◆ **Problem details**
Reproduce the entries from the beginning down through the line containing "[[28, 141]]", replacing every "noun phrase" with "search term" and changing nothing else. Omit the pictures from your answer.

◆ **Records to use**
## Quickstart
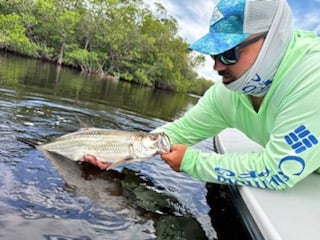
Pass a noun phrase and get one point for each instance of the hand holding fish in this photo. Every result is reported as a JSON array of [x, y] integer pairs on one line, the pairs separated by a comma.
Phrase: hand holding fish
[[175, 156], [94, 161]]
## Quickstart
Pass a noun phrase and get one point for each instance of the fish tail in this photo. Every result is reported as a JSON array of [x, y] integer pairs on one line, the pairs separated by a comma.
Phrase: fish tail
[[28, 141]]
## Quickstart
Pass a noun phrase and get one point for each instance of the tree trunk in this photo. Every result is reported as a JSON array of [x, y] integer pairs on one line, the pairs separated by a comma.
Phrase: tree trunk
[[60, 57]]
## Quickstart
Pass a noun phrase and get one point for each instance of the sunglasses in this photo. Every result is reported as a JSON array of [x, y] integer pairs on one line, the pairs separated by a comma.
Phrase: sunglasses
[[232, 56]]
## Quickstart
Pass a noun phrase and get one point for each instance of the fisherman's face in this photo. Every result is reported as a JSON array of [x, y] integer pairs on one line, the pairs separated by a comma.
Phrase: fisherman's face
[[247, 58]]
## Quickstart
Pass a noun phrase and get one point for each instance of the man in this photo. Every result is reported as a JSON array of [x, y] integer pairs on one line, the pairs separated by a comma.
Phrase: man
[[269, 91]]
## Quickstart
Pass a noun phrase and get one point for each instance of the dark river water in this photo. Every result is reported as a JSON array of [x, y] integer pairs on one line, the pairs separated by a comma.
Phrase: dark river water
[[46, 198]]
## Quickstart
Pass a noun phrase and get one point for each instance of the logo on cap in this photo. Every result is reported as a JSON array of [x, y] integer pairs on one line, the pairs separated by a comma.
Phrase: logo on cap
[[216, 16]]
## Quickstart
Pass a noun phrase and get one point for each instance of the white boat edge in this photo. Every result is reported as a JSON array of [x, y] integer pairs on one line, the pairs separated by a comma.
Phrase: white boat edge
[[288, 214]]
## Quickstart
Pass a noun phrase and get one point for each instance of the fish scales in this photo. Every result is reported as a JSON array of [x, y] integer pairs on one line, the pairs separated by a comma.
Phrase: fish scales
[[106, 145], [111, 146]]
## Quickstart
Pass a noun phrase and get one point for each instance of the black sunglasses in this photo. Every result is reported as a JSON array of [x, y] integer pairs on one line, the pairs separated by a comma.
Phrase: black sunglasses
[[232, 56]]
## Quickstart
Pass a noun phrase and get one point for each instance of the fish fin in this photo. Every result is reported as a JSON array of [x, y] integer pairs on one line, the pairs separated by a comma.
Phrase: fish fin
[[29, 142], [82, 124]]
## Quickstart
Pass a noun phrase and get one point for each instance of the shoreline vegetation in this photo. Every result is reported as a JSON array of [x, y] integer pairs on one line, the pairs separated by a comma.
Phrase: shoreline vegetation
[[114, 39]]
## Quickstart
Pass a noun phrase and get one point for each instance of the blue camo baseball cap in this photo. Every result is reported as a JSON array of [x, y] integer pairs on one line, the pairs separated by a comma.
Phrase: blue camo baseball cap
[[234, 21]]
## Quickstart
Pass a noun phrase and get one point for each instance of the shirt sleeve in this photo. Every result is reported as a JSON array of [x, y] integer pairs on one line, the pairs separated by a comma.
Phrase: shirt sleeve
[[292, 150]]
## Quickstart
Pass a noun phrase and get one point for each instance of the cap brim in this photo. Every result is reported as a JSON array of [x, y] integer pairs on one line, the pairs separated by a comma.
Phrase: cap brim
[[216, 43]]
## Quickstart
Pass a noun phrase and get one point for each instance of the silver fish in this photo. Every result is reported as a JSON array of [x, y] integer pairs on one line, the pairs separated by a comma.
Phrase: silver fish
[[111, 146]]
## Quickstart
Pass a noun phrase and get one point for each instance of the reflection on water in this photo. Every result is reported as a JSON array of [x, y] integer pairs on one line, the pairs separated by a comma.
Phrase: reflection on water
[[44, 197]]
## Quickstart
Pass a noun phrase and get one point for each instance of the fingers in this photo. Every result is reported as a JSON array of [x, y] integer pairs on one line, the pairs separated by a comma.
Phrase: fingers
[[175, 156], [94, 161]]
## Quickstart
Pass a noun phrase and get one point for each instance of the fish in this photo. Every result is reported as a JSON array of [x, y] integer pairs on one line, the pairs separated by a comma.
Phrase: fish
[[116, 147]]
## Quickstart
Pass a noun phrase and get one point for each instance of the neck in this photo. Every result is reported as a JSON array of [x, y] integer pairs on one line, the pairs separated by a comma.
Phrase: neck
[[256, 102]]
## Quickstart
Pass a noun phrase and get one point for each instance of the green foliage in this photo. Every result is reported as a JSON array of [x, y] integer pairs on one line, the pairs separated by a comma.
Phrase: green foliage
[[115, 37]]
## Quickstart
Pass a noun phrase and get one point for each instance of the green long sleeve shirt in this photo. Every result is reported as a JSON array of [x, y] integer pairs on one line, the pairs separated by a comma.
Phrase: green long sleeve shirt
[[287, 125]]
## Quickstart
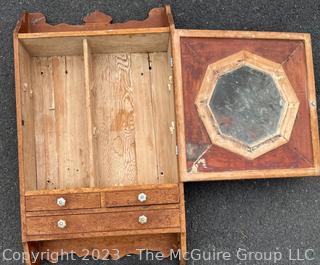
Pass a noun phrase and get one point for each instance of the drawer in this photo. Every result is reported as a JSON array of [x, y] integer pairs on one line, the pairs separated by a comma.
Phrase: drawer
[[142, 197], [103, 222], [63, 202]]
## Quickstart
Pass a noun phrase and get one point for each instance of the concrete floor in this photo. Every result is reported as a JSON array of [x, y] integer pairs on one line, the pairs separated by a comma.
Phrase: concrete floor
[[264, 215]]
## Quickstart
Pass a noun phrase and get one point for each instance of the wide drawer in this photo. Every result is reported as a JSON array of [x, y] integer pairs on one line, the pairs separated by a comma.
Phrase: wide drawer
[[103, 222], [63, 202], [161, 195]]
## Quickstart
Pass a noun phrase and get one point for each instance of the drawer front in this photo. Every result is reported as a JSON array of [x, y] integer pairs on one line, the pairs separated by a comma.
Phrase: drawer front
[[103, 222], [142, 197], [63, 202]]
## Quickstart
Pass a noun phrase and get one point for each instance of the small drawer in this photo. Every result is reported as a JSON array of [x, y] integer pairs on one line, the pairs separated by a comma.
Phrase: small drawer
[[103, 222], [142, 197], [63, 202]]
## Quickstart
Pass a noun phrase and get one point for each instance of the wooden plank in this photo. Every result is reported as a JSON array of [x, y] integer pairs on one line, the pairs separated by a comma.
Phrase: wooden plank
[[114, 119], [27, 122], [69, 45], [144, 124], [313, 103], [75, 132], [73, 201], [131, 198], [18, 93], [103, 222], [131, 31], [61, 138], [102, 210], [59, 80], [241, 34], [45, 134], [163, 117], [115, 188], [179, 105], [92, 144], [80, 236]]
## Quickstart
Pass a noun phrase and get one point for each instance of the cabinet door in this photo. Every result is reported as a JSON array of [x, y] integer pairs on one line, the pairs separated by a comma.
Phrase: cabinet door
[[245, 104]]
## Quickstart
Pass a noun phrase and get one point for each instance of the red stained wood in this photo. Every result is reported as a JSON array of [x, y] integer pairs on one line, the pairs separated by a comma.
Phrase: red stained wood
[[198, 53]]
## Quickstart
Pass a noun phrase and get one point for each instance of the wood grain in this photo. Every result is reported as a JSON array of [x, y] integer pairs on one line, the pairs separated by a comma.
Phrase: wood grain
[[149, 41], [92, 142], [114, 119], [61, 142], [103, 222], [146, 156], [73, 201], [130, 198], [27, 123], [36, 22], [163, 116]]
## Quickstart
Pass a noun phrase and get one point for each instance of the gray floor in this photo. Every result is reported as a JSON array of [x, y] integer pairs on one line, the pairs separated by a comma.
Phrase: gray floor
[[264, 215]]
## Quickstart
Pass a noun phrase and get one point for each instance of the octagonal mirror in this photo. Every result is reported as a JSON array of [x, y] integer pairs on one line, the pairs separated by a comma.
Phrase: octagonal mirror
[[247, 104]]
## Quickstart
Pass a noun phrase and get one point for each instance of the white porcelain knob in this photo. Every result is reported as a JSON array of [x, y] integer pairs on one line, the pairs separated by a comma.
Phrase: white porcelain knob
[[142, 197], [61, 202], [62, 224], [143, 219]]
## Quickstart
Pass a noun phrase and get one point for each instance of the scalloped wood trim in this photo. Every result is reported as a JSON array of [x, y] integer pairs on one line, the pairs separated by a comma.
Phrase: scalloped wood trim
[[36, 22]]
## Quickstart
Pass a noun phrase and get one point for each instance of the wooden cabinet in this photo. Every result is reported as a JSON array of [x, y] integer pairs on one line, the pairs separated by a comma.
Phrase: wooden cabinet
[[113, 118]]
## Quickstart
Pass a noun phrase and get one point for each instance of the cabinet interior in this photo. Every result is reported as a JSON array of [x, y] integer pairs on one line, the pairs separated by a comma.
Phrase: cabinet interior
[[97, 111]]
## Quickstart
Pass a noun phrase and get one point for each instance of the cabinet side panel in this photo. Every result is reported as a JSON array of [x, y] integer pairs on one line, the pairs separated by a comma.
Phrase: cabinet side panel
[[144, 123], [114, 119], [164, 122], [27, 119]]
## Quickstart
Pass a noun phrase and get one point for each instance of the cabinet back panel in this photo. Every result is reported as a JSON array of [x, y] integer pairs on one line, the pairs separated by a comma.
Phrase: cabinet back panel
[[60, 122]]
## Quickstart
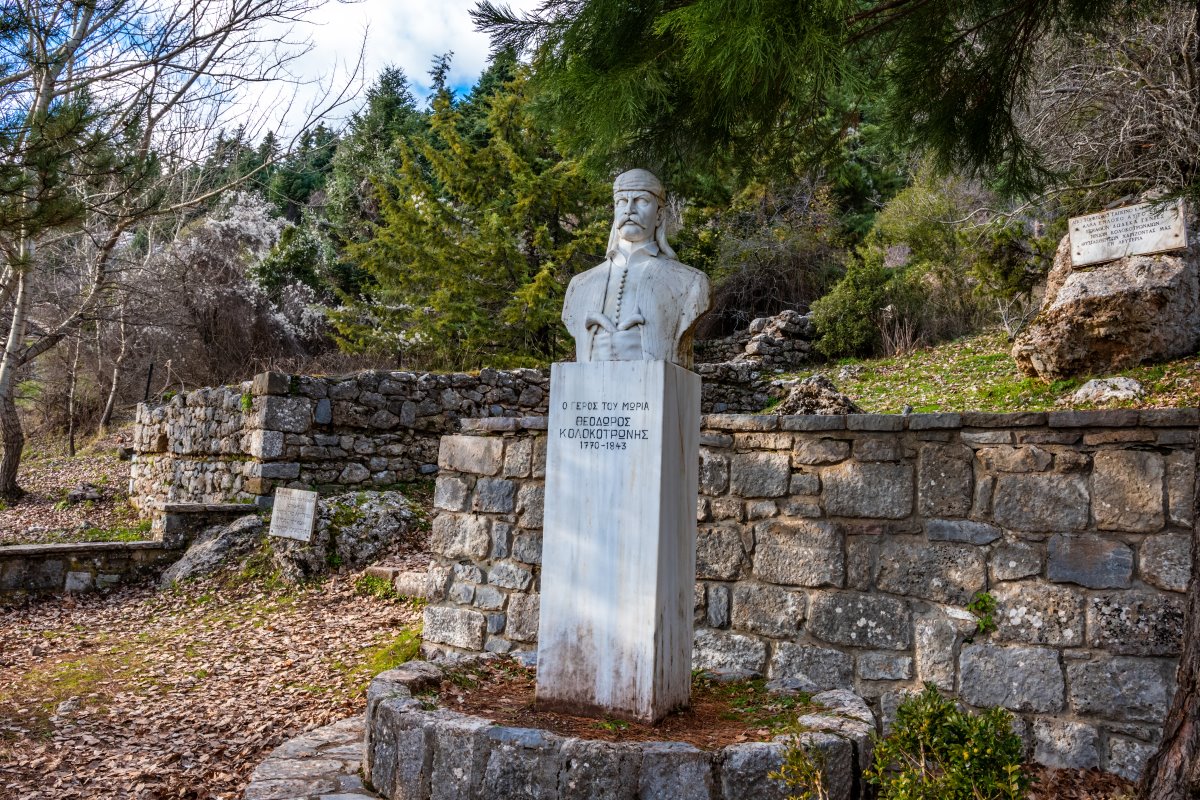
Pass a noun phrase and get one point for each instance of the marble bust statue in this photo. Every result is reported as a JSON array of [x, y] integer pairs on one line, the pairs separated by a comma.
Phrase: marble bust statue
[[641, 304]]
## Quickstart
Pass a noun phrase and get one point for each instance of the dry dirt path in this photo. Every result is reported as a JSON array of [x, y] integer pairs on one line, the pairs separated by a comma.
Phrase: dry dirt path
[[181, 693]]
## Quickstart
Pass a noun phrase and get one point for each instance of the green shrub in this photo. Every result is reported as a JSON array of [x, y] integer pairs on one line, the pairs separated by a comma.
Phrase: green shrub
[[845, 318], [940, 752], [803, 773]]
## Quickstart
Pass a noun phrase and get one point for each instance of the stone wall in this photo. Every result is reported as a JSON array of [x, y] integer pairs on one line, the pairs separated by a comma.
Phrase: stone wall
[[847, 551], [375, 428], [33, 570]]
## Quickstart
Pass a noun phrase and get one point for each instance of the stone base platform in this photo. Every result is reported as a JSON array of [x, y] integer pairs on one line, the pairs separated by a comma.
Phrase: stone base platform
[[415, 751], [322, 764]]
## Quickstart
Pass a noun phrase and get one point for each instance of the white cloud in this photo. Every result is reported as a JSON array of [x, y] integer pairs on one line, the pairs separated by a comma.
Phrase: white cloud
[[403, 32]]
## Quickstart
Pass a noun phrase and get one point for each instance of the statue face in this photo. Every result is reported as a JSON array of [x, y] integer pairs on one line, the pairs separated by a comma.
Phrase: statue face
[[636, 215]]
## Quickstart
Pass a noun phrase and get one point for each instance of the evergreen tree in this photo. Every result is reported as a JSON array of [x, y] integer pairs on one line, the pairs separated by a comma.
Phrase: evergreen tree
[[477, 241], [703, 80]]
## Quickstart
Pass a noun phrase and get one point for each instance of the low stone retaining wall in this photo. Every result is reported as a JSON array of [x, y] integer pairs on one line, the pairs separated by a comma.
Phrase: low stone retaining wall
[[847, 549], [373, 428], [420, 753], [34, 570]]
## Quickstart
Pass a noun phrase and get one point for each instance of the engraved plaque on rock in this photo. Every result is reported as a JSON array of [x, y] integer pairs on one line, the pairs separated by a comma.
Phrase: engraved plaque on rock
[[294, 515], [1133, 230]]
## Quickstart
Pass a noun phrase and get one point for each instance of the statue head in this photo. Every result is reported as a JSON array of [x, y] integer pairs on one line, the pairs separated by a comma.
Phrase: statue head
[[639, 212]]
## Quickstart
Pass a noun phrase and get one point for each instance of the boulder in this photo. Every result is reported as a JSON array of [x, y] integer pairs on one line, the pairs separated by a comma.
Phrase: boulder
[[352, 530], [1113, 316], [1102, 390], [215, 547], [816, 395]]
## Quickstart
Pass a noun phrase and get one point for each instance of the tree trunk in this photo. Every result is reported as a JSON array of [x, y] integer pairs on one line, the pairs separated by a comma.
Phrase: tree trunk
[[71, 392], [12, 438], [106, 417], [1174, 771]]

◆ **Result**
## Quickstart
Pass a search term and get one point for each instance of the hand holding fish in this photo. Every result is reported as a JSON array of [x, y] integer pairs on one line, the pairs separated by a comma.
Phrase: hand holding fish
[[175, 156], [94, 161]]
## Quickstart
Pass a search term and get one point for each instance of the fish tail in this photo. Every result is reported as a JSON array of [x, y] integer pairs on one line, the pairs separated by a comma.
Phrase: fish tail
[[28, 141]]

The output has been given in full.